Перечислите все органы, которые в отрывке об учении Плотина о внешних чувствах названы орудиями чувств, и укажите при каждом его чувство.

+++ ПРЕДОСТАВЛЕННЫЙ ОТРЫВОК

Учение Плотина о внешних чувствах во многих пунктах имеет в виду психологию Аристотеля, отчасти приближаясь к ней, отчасти направляясь против нее. Различие между той и другой теорией начинается физиологией чувств. Специфическая восприимчивость чувств, по учению Плотина, зависит от физического строения органов, так как душа, оживляя все тело, в каждой его части действует соответственно ее потребностям. Орудием зрения служат глаза, слуха – уши, вкуса – язык, обоняния – ноздри, осязания – вся поверхность тела Аристотель полагает, что центральный орган чувственных восприятий находится в сердце, Плотин, следуя Галену, переносит его в мозг. Нервы соединяют мозг с внешними органами восприятия. По случайному поводу, с целью дать наглядную аналогию единства и неделимости Мировой Души, Плотин говорит об объективности двух высших чувств – зрения и слуха, состоящей в том, что объекты зрительных и слуховых ощущений, оставаясь неделимыми и не поступая в исключительное обладание кого-либо одного, воспринимаются совместно чувством всех зрителей и слушателей. Но мы не встречаем у него ни подробного трактата об этом, ни сравнения высших чувств с низшими с этой точки зрения.

++++++
+++ ИСХОДНЫЕ ДАННЫЕ

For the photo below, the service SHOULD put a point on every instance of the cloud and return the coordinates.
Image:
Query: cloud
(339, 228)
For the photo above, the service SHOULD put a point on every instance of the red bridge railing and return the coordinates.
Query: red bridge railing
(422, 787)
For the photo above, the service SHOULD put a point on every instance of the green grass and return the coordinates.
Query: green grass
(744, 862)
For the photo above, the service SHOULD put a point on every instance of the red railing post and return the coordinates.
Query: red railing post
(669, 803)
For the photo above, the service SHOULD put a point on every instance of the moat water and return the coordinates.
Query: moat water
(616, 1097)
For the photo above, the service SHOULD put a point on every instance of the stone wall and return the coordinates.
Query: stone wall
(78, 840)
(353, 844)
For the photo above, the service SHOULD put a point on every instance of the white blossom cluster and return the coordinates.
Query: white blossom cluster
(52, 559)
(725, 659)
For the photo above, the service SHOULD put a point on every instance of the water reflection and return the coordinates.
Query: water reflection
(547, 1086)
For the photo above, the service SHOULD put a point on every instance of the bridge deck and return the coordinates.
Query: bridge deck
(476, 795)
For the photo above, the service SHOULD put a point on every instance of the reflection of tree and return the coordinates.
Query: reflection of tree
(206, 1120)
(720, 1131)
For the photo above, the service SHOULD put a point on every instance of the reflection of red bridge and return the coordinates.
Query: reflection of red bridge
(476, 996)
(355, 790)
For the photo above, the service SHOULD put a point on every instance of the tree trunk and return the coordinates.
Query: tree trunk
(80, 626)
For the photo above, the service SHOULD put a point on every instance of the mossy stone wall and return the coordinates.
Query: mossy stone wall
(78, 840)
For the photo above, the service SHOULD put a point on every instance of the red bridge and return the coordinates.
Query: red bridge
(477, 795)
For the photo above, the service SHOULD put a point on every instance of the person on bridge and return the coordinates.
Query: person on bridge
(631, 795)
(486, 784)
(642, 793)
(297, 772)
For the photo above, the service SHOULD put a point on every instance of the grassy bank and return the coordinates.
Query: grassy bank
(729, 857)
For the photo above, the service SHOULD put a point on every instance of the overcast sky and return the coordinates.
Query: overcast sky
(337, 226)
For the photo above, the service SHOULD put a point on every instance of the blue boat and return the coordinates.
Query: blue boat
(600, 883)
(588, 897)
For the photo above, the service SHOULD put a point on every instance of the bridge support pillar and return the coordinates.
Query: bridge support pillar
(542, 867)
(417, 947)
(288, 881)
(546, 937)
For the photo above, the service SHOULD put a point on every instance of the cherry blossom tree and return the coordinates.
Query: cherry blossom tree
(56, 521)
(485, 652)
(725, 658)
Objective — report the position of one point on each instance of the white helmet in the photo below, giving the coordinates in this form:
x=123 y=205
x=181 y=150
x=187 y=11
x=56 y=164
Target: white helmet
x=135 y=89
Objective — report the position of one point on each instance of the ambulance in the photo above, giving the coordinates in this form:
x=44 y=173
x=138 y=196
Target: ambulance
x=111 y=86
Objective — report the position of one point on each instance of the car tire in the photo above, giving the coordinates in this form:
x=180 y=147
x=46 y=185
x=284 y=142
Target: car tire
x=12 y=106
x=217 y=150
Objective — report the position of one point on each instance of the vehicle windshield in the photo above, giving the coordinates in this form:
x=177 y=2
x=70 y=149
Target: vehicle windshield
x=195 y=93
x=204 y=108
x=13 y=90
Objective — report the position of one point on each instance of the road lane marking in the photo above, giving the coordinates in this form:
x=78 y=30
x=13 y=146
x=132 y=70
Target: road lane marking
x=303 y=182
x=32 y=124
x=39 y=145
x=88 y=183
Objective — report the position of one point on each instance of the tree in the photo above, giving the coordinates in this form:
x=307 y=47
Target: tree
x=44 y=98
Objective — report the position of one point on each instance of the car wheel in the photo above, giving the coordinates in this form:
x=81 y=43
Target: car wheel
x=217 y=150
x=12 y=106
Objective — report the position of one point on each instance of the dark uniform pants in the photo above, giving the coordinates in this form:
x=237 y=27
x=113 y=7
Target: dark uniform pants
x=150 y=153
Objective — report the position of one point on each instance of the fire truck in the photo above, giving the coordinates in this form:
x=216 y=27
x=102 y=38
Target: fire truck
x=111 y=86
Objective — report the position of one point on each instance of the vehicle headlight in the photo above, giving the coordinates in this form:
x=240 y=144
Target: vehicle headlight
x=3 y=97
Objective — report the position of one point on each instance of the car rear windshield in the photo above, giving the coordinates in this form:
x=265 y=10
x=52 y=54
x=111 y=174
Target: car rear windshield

++++++

◆ РЕЗУЛЬТАТ НИЖЕ ◆
- Глаза: зрение
- Уши: слух
- Язык: вкус
- Ноздри: обоняние
- Вся поверхность тела: осязание